### Request
Skip every picture and copy only the lines from the one containing "Tag the dry" to the final line of the records below.

### Materials provided
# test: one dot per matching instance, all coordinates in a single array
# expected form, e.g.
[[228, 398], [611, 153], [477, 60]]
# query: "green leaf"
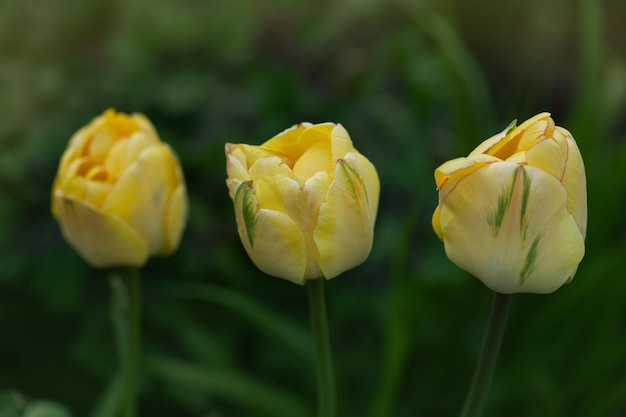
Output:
[[264, 319], [258, 397], [45, 408], [110, 402]]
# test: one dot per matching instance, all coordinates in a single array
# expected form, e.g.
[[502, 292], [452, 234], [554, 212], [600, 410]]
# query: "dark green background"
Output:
[[415, 83]]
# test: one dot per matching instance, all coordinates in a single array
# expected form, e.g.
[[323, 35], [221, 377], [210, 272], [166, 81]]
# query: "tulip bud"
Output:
[[514, 212], [305, 202], [119, 193]]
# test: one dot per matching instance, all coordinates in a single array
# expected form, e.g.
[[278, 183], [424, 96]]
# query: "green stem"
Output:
[[327, 404], [133, 342], [481, 382]]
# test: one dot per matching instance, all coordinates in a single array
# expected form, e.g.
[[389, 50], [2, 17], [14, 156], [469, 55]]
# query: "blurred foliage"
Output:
[[415, 83]]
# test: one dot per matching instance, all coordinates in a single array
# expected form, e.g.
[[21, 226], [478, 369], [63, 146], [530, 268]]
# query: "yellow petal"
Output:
[[451, 172], [275, 187], [340, 142], [176, 219], [315, 159], [575, 183], [294, 142], [141, 194], [508, 225], [345, 226], [506, 143], [103, 241], [436, 221], [273, 241], [548, 156]]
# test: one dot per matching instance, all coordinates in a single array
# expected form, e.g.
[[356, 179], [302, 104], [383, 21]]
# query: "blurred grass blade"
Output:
[[264, 319], [473, 108], [11, 403], [258, 397], [109, 403], [45, 408], [399, 336], [119, 314]]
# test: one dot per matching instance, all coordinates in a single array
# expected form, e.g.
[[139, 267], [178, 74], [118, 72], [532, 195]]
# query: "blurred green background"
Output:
[[415, 83]]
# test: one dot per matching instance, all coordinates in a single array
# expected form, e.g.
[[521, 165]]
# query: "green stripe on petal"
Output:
[[525, 195], [246, 206], [530, 261]]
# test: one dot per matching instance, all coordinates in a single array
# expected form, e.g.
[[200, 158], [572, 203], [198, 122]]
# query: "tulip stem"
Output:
[[483, 374], [326, 397], [133, 341]]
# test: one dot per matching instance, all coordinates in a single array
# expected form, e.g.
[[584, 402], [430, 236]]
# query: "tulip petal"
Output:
[[547, 155], [344, 231], [141, 194], [340, 142], [509, 226], [102, 240], [575, 182], [294, 142], [436, 221], [269, 236]]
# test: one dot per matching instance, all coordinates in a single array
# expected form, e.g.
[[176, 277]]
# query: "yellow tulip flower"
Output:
[[119, 194], [305, 202], [514, 212]]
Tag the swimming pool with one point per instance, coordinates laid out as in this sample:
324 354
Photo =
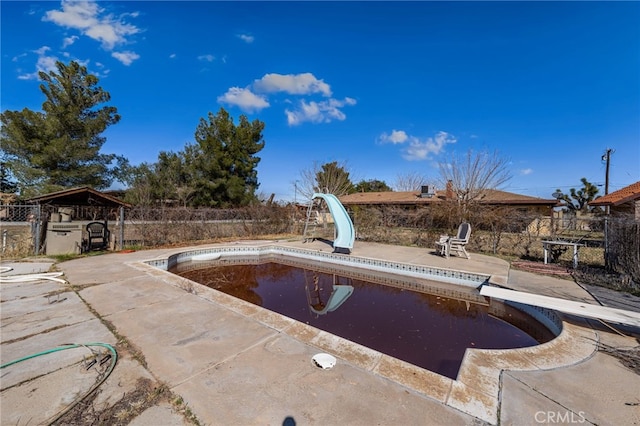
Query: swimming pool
394 309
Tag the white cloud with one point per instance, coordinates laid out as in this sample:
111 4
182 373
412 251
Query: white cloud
246 38
126 57
244 99
206 58
91 20
68 41
45 63
396 136
421 150
417 149
294 84
318 112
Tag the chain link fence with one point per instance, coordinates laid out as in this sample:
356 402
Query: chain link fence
500 231
21 230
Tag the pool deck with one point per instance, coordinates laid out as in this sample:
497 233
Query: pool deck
232 363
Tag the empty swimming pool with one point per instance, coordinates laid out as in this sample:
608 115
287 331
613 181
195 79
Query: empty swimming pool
430 328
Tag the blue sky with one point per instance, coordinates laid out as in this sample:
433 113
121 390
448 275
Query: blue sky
386 88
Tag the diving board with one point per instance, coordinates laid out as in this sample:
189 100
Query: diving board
582 309
345 233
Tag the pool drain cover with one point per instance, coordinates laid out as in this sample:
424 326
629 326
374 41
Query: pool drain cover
324 361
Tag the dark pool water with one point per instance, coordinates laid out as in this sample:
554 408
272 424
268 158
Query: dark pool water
426 330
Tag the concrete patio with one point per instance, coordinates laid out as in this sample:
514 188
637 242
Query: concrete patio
229 362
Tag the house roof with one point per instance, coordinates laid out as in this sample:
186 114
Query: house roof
81 196
491 196
621 196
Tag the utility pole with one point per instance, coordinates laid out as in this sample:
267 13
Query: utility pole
606 157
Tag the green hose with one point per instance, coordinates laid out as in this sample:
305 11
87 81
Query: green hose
114 357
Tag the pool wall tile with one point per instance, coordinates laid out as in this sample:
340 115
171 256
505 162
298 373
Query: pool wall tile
274 252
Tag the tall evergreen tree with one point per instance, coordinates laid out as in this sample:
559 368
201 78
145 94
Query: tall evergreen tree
222 162
60 147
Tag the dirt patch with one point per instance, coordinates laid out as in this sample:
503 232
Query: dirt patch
146 394
599 276
630 358
541 268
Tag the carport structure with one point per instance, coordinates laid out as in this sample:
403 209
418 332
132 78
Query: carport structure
64 215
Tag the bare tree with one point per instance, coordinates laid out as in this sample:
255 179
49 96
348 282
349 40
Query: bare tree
471 175
333 178
411 181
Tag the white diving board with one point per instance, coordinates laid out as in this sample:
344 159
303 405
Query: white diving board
582 309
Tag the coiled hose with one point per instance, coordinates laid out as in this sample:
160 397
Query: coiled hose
113 357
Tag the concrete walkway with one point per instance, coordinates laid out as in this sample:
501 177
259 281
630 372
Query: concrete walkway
223 361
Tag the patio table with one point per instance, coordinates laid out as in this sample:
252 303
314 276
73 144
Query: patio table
546 245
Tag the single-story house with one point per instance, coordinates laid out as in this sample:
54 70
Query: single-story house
492 197
523 204
624 200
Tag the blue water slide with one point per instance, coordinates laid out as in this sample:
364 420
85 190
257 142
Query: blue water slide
345 234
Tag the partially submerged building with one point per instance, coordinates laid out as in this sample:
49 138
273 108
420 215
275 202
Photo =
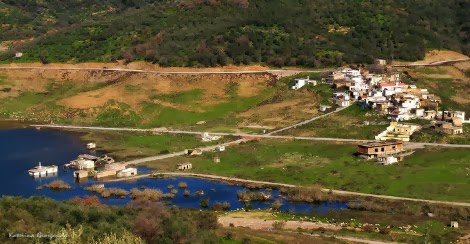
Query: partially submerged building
184 166
129 172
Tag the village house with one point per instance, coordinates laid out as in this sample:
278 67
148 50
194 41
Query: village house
430 114
335 76
127 172
380 62
184 166
447 127
449 115
323 108
387 160
193 152
397 131
206 137
348 72
220 148
342 102
378 149
299 83
392 88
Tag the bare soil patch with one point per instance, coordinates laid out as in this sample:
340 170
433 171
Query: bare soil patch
435 56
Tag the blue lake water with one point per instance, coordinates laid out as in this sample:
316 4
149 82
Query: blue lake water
21 149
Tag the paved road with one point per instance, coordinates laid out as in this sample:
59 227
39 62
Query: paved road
413 144
267 183
307 121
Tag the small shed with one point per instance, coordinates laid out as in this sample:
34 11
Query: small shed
115 166
323 108
79 174
127 172
184 166
193 152
85 164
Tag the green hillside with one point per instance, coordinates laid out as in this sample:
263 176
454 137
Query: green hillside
218 32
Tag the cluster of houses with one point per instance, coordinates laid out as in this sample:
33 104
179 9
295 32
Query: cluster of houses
301 82
396 100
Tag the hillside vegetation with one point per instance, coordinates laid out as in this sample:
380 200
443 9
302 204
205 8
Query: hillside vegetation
219 32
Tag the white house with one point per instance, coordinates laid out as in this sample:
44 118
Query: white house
387 160
299 83
342 102
85 164
127 172
393 86
339 95
351 72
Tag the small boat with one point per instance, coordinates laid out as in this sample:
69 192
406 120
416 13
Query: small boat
91 145
40 170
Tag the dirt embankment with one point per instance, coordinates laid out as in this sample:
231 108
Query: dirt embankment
98 87
141 66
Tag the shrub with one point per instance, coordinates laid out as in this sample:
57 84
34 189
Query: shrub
182 185
278 225
57 185
305 194
146 194
276 205
204 203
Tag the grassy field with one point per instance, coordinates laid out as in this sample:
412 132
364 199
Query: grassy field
433 173
126 146
223 102
348 123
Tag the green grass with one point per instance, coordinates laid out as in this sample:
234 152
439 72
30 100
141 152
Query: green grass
166 116
348 123
467 73
186 98
126 146
433 173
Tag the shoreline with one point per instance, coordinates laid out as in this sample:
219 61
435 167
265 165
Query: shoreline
265 183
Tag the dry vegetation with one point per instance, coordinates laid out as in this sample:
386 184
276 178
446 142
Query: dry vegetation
107 192
57 185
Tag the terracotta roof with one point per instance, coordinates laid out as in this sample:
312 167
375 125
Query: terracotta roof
393 84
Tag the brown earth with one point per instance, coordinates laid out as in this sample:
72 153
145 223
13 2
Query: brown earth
135 88
139 65
435 56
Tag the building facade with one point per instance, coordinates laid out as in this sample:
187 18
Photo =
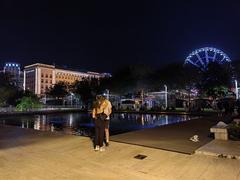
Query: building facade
40 77
16 75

### Solution to this task
Tag the dry vegetation with one point per instance, coordinates laid out as in this sample:
386 184
276 178
446 142
Query: dry vegetation
107 192
57 185
Tag the terracotta roof with one point per instance, coordinates laid out as in this sample:
312 167
375 125
Query: terracotta roof
393 84
Tag the brown earth with one point per instance, coordinates laid out as in this sample:
72 153
145 223
13 2
Query: brown earth
135 88
139 65
435 56
Tag the building facade with one point per instance, coordinates laid out as in this sample:
187 18
Photo =
Query: building facade
40 77
16 75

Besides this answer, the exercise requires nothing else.